_Activity_
Each line below that contains "background" counts once; report the total and nothing more.

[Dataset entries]
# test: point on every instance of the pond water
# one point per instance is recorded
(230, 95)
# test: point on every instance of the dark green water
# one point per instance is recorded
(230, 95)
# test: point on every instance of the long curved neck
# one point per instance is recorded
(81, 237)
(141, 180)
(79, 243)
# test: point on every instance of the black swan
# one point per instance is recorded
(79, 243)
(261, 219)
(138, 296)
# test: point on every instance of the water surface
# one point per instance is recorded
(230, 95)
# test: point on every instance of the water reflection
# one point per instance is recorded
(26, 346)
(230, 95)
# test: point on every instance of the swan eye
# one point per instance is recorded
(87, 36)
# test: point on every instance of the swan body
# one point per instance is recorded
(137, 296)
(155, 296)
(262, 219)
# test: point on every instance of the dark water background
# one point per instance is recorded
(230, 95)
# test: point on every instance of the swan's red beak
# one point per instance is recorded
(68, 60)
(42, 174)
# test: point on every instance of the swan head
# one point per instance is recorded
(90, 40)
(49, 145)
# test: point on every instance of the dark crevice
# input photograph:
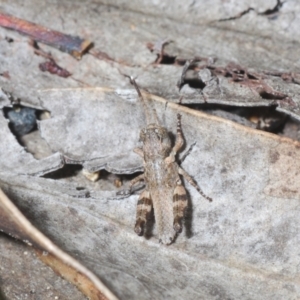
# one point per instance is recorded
(67, 171)
(23, 125)
(274, 10)
(261, 118)
(238, 16)
(269, 12)
(195, 83)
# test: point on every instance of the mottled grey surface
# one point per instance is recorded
(243, 245)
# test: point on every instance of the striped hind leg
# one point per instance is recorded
(179, 205)
(144, 207)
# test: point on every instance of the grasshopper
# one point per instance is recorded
(164, 190)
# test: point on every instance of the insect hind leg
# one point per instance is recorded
(144, 208)
(179, 206)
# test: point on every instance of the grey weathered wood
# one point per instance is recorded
(244, 245)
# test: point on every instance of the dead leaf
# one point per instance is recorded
(16, 225)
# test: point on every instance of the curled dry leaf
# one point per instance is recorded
(245, 241)
(14, 223)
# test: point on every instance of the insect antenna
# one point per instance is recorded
(150, 118)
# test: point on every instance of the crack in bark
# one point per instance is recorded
(269, 12)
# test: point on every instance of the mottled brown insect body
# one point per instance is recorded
(164, 190)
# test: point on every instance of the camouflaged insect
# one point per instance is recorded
(164, 190)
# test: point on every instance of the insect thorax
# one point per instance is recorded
(156, 141)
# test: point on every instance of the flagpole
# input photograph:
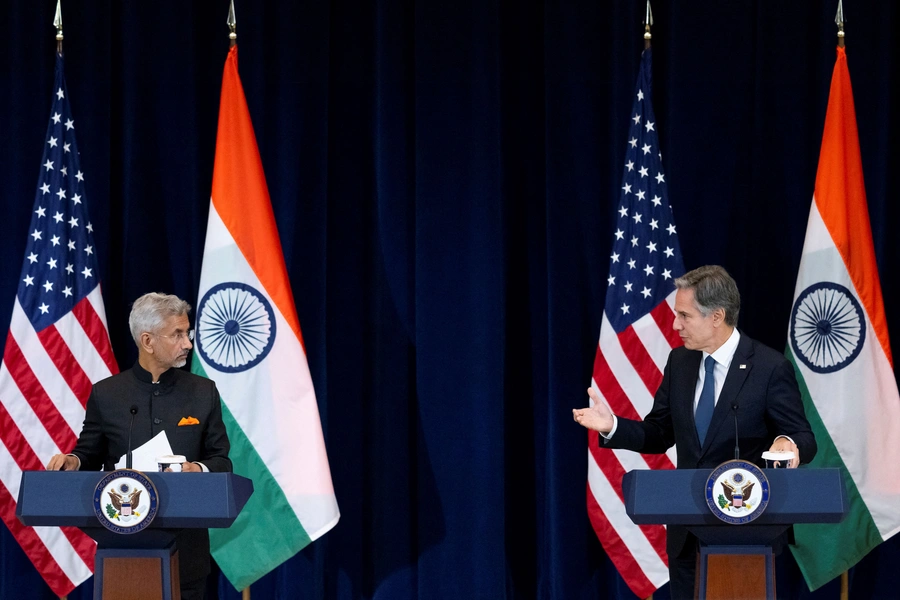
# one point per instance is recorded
(648, 21)
(57, 22)
(839, 21)
(232, 25)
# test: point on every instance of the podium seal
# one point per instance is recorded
(737, 492)
(125, 501)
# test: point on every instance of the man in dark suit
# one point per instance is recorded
(717, 376)
(185, 406)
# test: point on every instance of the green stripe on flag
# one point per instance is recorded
(825, 551)
(267, 532)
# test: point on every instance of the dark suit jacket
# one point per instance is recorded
(760, 382)
(161, 406)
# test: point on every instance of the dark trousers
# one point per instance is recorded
(193, 590)
(683, 571)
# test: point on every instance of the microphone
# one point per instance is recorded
(133, 411)
(737, 448)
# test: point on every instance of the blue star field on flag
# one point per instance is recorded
(646, 256)
(60, 267)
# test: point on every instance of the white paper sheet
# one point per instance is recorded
(144, 458)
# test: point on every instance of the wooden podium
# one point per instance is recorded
(144, 564)
(735, 561)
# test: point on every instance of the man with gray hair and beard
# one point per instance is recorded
(718, 377)
(187, 407)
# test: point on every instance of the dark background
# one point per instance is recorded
(444, 176)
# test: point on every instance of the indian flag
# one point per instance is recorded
(838, 342)
(249, 342)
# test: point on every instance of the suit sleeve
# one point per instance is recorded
(655, 434)
(91, 448)
(215, 442)
(784, 411)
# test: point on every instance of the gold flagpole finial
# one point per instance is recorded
(232, 25)
(839, 20)
(57, 22)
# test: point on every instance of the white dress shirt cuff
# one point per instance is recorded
(608, 435)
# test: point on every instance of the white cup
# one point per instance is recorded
(172, 462)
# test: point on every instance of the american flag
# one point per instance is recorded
(636, 337)
(56, 347)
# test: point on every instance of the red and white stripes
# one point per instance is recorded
(45, 381)
(628, 369)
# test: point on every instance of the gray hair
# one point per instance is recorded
(713, 289)
(150, 311)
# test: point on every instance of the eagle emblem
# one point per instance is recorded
(125, 501)
(123, 504)
(735, 495)
(737, 492)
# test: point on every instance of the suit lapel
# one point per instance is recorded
(741, 365)
(688, 390)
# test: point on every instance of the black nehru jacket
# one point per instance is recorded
(161, 406)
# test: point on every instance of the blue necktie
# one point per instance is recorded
(707, 402)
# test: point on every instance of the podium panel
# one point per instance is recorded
(735, 561)
(138, 565)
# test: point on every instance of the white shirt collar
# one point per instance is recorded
(725, 353)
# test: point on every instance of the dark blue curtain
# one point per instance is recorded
(444, 177)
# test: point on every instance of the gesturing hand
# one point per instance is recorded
(597, 417)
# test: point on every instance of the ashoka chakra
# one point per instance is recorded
(235, 327)
(828, 327)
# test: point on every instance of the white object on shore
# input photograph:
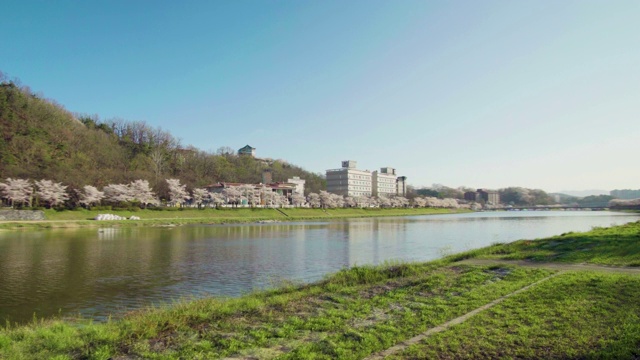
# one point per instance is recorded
(109, 217)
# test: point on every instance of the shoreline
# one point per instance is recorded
(365, 311)
(81, 218)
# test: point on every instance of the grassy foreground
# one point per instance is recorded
(360, 311)
(84, 218)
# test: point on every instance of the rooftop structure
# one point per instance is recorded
(384, 182)
(348, 180)
(247, 150)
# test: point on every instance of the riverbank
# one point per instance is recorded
(363, 311)
(84, 218)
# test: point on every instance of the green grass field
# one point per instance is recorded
(360, 311)
(618, 246)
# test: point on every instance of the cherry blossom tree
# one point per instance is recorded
(419, 201)
(280, 199)
(384, 201)
(232, 194)
(337, 200)
(351, 201)
(16, 191)
(51, 193)
(117, 193)
(217, 199)
(326, 200)
(199, 196)
(298, 199)
(141, 191)
(90, 196)
(314, 200)
(177, 193)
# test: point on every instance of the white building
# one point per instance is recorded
(384, 182)
(349, 181)
(299, 184)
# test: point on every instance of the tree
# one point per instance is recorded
(141, 191)
(419, 202)
(117, 193)
(217, 199)
(51, 193)
(298, 199)
(177, 192)
(232, 194)
(199, 195)
(90, 196)
(314, 200)
(326, 199)
(16, 191)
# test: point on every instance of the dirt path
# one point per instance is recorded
(488, 262)
(552, 266)
(416, 339)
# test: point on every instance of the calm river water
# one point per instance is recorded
(97, 272)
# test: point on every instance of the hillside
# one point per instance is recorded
(42, 140)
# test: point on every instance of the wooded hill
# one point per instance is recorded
(42, 140)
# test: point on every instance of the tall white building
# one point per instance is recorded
(384, 182)
(349, 181)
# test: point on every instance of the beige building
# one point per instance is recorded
(384, 182)
(349, 181)
(299, 183)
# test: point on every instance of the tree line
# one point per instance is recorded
(42, 140)
(23, 193)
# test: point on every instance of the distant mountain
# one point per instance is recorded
(584, 193)
(39, 139)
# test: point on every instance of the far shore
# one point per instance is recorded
(82, 218)
(567, 296)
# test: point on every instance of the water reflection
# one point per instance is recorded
(97, 272)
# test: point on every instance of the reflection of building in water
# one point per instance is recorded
(107, 233)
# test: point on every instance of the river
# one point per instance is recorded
(97, 272)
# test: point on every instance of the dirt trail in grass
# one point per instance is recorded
(488, 262)
(552, 266)
(416, 339)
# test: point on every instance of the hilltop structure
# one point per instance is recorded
(247, 150)
(350, 181)
(483, 195)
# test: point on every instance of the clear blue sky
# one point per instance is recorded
(540, 94)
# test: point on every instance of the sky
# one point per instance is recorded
(485, 94)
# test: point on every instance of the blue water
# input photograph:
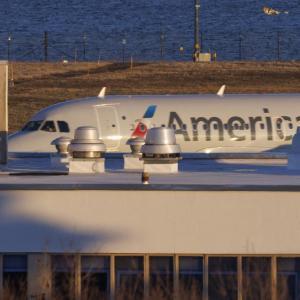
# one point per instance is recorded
(153, 30)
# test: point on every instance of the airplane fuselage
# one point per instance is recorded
(202, 123)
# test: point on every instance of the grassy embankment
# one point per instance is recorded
(37, 85)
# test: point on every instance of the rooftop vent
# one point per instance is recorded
(61, 144)
(87, 151)
(86, 144)
(160, 152)
(132, 160)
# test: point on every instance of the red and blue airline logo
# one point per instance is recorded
(143, 124)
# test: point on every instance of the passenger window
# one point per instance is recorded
(32, 126)
(49, 126)
(63, 126)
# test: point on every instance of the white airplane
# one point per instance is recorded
(202, 123)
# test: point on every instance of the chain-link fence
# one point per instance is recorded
(275, 45)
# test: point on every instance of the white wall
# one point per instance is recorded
(150, 222)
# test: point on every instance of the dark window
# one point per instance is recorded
(288, 278)
(15, 276)
(161, 277)
(49, 126)
(63, 276)
(95, 277)
(190, 277)
(222, 276)
(256, 278)
(63, 126)
(129, 277)
(32, 126)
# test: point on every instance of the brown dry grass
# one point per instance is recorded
(37, 85)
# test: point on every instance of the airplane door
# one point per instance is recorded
(107, 119)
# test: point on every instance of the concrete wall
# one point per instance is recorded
(150, 222)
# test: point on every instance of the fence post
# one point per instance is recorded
(162, 44)
(278, 46)
(45, 46)
(3, 110)
(84, 46)
(240, 46)
(123, 49)
(8, 47)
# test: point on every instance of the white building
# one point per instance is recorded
(211, 233)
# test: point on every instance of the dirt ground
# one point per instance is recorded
(36, 85)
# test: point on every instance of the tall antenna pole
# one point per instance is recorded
(196, 32)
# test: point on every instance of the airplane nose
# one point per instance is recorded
(15, 143)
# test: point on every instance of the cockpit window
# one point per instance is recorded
(63, 126)
(32, 126)
(49, 126)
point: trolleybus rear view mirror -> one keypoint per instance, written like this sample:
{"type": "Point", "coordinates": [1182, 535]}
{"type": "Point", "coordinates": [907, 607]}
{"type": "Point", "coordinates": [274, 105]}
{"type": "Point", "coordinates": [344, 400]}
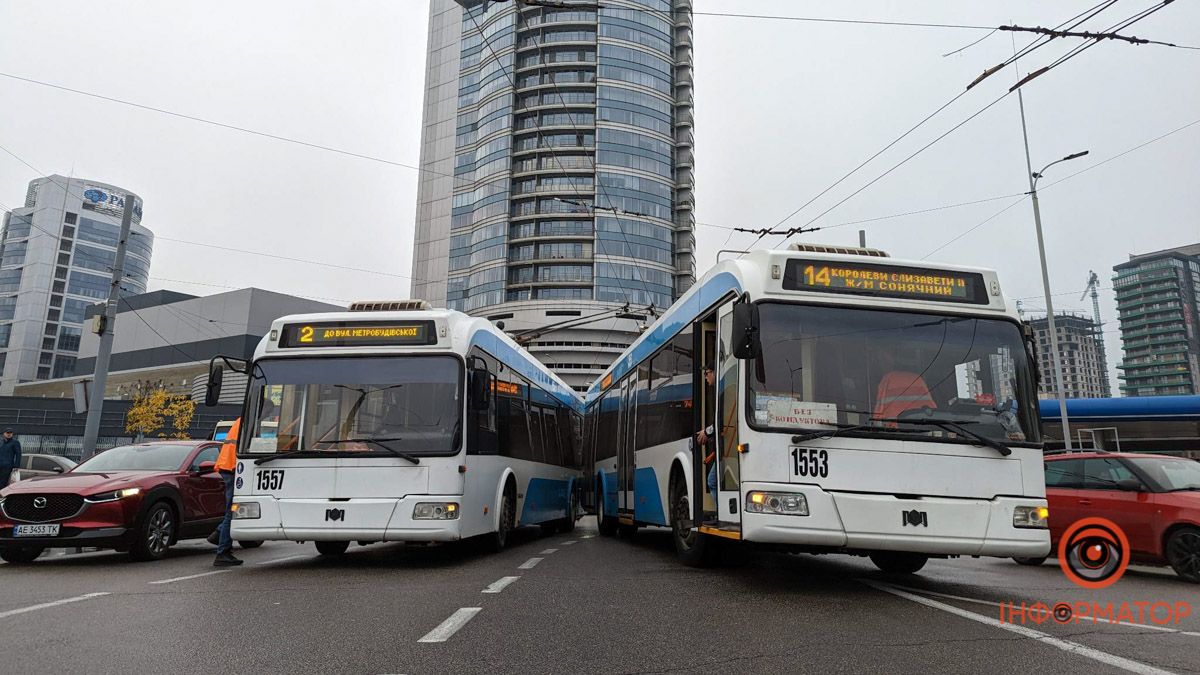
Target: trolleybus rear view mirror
{"type": "Point", "coordinates": [213, 390]}
{"type": "Point", "coordinates": [745, 330]}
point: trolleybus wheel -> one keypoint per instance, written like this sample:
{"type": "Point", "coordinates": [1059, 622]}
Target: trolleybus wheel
{"type": "Point", "coordinates": [607, 525]}
{"type": "Point", "coordinates": [894, 562]}
{"type": "Point", "coordinates": [331, 548]}
{"type": "Point", "coordinates": [693, 548]}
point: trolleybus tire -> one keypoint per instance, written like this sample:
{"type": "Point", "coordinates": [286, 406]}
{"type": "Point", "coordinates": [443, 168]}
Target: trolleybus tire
{"type": "Point", "coordinates": [331, 548]}
{"type": "Point", "coordinates": [691, 548]}
{"type": "Point", "coordinates": [894, 562]}
{"type": "Point", "coordinates": [498, 541]}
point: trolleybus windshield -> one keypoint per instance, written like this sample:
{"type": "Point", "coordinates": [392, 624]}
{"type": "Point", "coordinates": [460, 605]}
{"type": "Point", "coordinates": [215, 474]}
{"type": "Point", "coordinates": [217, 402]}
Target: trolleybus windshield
{"type": "Point", "coordinates": [823, 366]}
{"type": "Point", "coordinates": [369, 405]}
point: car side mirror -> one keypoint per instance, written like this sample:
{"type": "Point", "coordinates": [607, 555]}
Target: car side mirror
{"type": "Point", "coordinates": [745, 330]}
{"type": "Point", "coordinates": [1129, 484]}
{"type": "Point", "coordinates": [213, 390]}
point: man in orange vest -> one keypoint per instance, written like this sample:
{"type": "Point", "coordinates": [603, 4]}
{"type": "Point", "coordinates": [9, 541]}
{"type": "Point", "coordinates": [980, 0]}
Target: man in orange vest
{"type": "Point", "coordinates": [227, 461]}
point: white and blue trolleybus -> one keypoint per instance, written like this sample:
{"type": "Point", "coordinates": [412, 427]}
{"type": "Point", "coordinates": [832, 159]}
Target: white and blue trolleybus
{"type": "Point", "coordinates": [857, 404]}
{"type": "Point", "coordinates": [394, 422]}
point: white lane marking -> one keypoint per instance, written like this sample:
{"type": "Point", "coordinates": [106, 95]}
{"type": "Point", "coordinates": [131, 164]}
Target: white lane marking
{"type": "Point", "coordinates": [450, 626]}
{"type": "Point", "coordinates": [499, 585]}
{"type": "Point", "coordinates": [281, 559]}
{"type": "Point", "coordinates": [190, 577]}
{"type": "Point", "coordinates": [976, 601]}
{"type": "Point", "coordinates": [45, 605]}
{"type": "Point", "coordinates": [1065, 645]}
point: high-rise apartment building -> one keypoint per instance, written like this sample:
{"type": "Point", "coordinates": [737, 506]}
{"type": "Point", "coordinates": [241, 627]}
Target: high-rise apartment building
{"type": "Point", "coordinates": [1158, 302]}
{"type": "Point", "coordinates": [57, 257]}
{"type": "Point", "coordinates": [1085, 372]}
{"type": "Point", "coordinates": [557, 169]}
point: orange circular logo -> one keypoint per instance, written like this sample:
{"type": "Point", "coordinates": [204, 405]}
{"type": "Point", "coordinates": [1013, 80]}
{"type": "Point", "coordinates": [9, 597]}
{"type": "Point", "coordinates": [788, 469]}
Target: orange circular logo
{"type": "Point", "coordinates": [1093, 553]}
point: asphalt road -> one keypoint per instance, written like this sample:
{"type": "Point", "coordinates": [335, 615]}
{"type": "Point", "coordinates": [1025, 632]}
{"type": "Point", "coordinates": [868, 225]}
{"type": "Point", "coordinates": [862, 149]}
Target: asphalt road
{"type": "Point", "coordinates": [567, 603]}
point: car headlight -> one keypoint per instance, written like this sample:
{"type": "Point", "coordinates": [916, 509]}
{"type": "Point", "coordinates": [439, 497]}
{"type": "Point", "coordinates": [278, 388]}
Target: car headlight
{"type": "Point", "coordinates": [778, 503]}
{"type": "Point", "coordinates": [113, 496]}
{"type": "Point", "coordinates": [1031, 517]}
{"type": "Point", "coordinates": [246, 509]}
{"type": "Point", "coordinates": [436, 511]}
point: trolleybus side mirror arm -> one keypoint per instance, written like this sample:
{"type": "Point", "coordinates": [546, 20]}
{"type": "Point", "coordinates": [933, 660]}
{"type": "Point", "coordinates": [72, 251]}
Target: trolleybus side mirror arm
{"type": "Point", "coordinates": [745, 329]}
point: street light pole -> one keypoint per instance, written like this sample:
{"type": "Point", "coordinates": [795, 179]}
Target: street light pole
{"type": "Point", "coordinates": [1045, 273]}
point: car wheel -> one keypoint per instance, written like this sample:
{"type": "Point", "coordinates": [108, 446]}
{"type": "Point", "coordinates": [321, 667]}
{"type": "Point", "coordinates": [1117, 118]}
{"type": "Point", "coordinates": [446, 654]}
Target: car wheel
{"type": "Point", "coordinates": [154, 532]}
{"type": "Point", "coordinates": [21, 555]}
{"type": "Point", "coordinates": [1183, 553]}
{"type": "Point", "coordinates": [899, 563]}
{"type": "Point", "coordinates": [331, 548]}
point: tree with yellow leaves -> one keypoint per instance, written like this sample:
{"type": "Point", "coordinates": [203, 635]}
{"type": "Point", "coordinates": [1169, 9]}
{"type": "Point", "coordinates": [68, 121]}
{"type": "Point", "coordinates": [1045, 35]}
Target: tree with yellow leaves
{"type": "Point", "coordinates": [149, 412]}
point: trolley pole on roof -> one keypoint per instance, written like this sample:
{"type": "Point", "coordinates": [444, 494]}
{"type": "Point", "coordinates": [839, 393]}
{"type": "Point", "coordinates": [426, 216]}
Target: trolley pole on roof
{"type": "Point", "coordinates": [1060, 384]}
{"type": "Point", "coordinates": [103, 327]}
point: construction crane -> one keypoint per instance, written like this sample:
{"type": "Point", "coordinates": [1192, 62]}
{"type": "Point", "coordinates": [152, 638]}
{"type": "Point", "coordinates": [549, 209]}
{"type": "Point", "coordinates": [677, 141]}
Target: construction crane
{"type": "Point", "coordinates": [1093, 287]}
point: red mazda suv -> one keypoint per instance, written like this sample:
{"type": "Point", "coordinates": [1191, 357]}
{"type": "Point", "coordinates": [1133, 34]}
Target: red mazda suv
{"type": "Point", "coordinates": [139, 499]}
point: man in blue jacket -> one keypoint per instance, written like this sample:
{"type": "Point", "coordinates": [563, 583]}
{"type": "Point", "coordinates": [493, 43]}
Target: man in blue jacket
{"type": "Point", "coordinates": [10, 457]}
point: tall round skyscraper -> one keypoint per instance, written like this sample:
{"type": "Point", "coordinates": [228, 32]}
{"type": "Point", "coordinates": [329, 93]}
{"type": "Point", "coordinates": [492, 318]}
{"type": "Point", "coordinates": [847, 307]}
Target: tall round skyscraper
{"type": "Point", "coordinates": [57, 257]}
{"type": "Point", "coordinates": [557, 172]}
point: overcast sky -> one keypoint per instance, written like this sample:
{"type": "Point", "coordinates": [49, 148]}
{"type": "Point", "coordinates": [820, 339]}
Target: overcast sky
{"type": "Point", "coordinates": [783, 109]}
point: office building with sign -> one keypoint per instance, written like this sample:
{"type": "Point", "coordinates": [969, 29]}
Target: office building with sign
{"type": "Point", "coordinates": [57, 256]}
{"type": "Point", "coordinates": [1158, 303]}
{"type": "Point", "coordinates": [165, 340]}
{"type": "Point", "coordinates": [1085, 371]}
{"type": "Point", "coordinates": [557, 172]}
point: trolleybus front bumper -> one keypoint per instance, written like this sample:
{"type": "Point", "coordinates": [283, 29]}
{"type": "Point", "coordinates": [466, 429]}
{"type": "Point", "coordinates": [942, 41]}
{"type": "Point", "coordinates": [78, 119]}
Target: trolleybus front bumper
{"type": "Point", "coordinates": [343, 520]}
{"type": "Point", "coordinates": [871, 521]}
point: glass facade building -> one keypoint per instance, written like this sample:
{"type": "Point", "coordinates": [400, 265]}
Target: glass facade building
{"type": "Point", "coordinates": [557, 168]}
{"type": "Point", "coordinates": [1158, 303]}
{"type": "Point", "coordinates": [57, 257]}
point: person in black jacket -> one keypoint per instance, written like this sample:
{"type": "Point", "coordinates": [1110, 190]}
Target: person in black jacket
{"type": "Point", "coordinates": [10, 457]}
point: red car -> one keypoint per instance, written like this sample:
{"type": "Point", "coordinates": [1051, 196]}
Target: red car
{"type": "Point", "coordinates": [139, 499]}
{"type": "Point", "coordinates": [1153, 499]}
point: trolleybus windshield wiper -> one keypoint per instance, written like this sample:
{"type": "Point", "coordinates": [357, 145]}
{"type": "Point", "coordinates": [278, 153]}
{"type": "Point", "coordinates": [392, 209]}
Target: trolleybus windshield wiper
{"type": "Point", "coordinates": [954, 426]}
{"type": "Point", "coordinates": [381, 443]}
{"type": "Point", "coordinates": [838, 428]}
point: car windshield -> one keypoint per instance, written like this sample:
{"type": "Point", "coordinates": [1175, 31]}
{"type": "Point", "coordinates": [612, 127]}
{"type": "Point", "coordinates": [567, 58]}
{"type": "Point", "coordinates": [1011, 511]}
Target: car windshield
{"type": "Point", "coordinates": [372, 405]}
{"type": "Point", "coordinates": [1170, 473]}
{"type": "Point", "coordinates": [147, 457]}
{"type": "Point", "coordinates": [825, 365]}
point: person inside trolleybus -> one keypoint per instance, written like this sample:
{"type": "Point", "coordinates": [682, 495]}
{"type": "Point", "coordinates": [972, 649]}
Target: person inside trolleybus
{"type": "Point", "coordinates": [900, 390]}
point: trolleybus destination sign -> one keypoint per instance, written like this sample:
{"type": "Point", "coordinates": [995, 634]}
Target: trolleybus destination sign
{"type": "Point", "coordinates": [887, 281]}
{"type": "Point", "coordinates": [357, 334]}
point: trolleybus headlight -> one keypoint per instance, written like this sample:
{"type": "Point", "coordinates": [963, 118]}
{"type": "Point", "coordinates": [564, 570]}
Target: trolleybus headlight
{"type": "Point", "coordinates": [1031, 517]}
{"type": "Point", "coordinates": [246, 509]}
{"type": "Point", "coordinates": [779, 503]}
{"type": "Point", "coordinates": [436, 511]}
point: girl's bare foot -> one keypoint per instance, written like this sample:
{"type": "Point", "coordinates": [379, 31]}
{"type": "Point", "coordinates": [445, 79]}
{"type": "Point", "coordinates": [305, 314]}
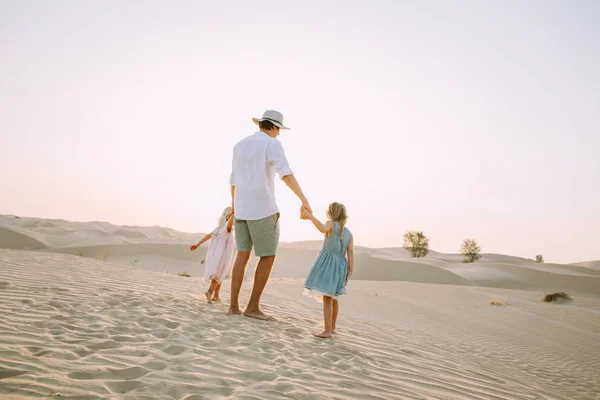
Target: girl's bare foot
{"type": "Point", "coordinates": [234, 311]}
{"type": "Point", "coordinates": [258, 315]}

_Solved problem_
2